### Excerpted text

Healthcare: An accident waiting to happen!
• Pharmaceutical care provision at breaking point, following the government’s repeated failures to implement the law.
The next weeks will be critical.
• Mistakenly low prices divert medicines abroad.
• No arrears have been paid in the last two years. The industry is suffocated.
Athens, 8 Μarch 2013 – Today, at a critical juncture for the country, the General Assembly of SFEE held its annual meeting and unanimously concluded the following: Due to repeated failures on the government’s part, the healthcare sector has reached a definite impasse. SFEE, with a deep sense of its responsibility, hereby informs public opinion that the provision of pharmaceutical care is at breaking point, getting closer by the day to hitting rock bottom, and there is a risk that many medicines, including several of vital importance, will soon become unavailable to Greek patients.
The blame on this situation is on the Health Ministry and its continued failure to correct mistakes in the pricing of pharmaceuticals, which have occurred repeatedly and in breach of the applicable legislation– the most striking example of such mistakes included in the recently issued Price Bulletin – and to allocate reasonably and fairly the funds available for the payment of arrears so as to safeguard the smooth operation and survival of pharmaceutical companies.
We inform public opinion that pharmaceutical companies are the only sector that has not received a single euro from EOPYY or Public Hospitals for two years now, although the relevant funds have already been disbursed. With arrears now totaling EUR 2 billion and with a loss of EUR 1 billion as a result of the PSI, many companies are unable to import products, adjusting their business plans again and again or facing a risk of collapse.
We inform public opinion that since December 2010 the country has experienced an informal “embargo” on new pharmaceuticals, whether original or generic products, and it remains unclear how longer the Greek patients will be without access to innovative treatments or why the State is financially burdened because of the failure to market generics.
We inform public opinion that so far the number of applications for withdrawing products from the market due to mistakes in the Price Bulletin points to very serious risks to public health, since unjustifiably and often mistakenly calculated prices create unfair incentives for re-exports of medicinal products. Unless action is taken to address this situation, many patients will soon be without access to the medicines and treatments they need.

### Activities
1. Transcribe the press release on Greek pharmaceutical care word for word, everything from "We inform public opinion that pharmaceutical" down to "to market generics.".
2. Pick up the press release on Greek pharmaceutical care after its last sentence and continue it.

### Extracted records
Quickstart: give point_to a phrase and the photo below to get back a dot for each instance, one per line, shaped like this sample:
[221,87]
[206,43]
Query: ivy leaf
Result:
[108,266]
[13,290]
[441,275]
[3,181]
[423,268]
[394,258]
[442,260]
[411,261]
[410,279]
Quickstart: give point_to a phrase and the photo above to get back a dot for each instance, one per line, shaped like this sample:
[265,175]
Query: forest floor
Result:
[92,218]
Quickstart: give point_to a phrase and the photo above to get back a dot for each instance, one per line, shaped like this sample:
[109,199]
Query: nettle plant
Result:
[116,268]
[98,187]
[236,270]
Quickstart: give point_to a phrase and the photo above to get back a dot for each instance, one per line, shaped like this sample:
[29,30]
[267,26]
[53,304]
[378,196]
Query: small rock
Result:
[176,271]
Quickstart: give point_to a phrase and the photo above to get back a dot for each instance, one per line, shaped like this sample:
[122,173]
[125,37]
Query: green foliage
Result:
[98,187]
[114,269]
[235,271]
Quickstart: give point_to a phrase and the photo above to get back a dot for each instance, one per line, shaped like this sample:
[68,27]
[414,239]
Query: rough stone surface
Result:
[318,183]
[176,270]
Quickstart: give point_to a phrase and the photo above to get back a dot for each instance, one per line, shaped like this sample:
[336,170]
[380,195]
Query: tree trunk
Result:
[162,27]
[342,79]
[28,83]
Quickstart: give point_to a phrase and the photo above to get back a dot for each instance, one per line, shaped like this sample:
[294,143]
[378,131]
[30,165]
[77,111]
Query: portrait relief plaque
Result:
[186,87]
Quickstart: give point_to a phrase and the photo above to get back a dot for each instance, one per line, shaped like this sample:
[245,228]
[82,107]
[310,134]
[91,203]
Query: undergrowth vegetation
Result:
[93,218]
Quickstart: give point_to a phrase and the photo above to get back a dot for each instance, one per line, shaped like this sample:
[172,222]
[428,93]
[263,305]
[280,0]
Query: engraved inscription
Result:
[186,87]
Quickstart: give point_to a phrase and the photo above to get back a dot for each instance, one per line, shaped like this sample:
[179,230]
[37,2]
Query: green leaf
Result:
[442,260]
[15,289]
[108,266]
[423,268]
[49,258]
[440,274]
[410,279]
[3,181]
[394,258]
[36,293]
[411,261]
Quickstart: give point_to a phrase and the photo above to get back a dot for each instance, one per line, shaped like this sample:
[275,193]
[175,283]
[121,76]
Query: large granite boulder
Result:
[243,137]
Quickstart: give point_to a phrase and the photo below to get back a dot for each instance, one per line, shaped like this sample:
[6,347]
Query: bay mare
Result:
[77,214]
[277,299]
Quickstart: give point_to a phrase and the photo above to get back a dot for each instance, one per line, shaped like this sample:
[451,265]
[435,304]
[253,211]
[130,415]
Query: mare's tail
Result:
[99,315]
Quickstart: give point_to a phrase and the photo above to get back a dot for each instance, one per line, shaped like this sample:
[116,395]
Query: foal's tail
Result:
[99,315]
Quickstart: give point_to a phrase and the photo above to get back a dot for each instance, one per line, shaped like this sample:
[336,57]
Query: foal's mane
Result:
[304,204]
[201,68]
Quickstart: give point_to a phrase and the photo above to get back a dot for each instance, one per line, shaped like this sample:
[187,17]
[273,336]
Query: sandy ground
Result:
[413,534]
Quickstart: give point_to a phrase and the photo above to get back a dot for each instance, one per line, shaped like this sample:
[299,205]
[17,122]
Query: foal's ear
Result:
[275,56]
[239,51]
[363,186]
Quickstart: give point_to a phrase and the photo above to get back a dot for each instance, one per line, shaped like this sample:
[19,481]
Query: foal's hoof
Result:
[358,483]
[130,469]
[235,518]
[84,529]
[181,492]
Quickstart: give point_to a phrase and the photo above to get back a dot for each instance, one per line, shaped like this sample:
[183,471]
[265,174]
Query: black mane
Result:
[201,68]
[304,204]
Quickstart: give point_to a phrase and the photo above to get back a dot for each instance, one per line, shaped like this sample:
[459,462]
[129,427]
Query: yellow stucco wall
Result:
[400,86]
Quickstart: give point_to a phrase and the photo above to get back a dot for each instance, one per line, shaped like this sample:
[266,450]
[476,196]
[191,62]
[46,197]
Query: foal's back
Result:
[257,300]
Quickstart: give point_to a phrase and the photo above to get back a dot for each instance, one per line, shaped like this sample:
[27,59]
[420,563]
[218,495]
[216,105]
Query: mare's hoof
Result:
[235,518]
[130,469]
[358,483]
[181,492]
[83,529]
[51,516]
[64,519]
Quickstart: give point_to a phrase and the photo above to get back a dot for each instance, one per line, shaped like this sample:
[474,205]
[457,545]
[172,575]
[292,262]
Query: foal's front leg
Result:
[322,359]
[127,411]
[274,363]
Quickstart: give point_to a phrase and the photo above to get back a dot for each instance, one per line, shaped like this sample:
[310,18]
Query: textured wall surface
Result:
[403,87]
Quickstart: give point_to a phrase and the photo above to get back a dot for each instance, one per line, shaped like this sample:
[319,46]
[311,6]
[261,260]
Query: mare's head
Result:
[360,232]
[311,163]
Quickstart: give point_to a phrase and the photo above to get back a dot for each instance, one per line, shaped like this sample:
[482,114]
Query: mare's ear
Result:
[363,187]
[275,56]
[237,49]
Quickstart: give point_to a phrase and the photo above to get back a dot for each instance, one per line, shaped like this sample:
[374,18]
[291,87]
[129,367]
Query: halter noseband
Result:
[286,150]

### Answers provided
1.
We inform public opinion that pharmaceutical companies are the only sector that has not received a single euro from EOPYY or Public Hospitals for two years now, although the relevant funds have already been disbursed. With arrears now totaling EUR 2 billion and with a loss of EUR 1 billion as a result of the PSI, many companies are unable to import products, adjusting their business plans again and again or facing a risk of collapse.
We inform public opinion that since December 2010 the country has experienced an informal “embargo” on new pharmaceuticals, whether original or generic products, and it remains unclear how longer the Greek patients will be without access to innovative treatments or why the State is financially burdened because of the failure to market generics.

2.
SFEE, bringing together 29 Greek companies and 38 multinational subsidiaries, has been supporting the government and the Health Ministry in a number of decisions which, painful as they may be for its members, are appropriate for the circumstances. However, we cannot accept any decision that is contrary to legislation or contrary to reason and threatens the normal functioning of the pharmaceutical market and patients’ access to necessary treatments.
The focus of any policy and any decision must be on patients and citizens. We at SFEE have, in the last three years, given concrete proof of our commitment to this principle: we have done so through our actions and our proposals geared towards reducing public pharmaceutical spending, even though at a huge financial cost both to the companies and to their 25,000employees . Over the last four years public pharmaceutical expenditure will have been cut down by more than 50%. More than any other industry, we will have borne the brunt of the effort to reduce government spending.
• We know that the Prime Minister has ordered the payment of public sector arrears, with a view to ensuring the normal functioning of the market.
• We know that the funds for the payment of 2011-2012 arrears are earmarked at the State General Accounting Office, ready to be disbursed.
• We do not know why none of the companies has received any payment yet!
• We are considering all the options we have for claiming the money owed to us. Credit limits have been exhausted!
• We remain vigilant and ready to live up to our responsibility to ensure that the citizens of this country have the best possible access – under the current circumstances – to the treatments they are entitled to.
• We are making an ultimate appeal to the Ministry of Health and to EOF, calling them to urgently issue a correct Price Bulletin and proceed to the payment of arrears to the industry, as the only way to prevent the devastating consequences on health care.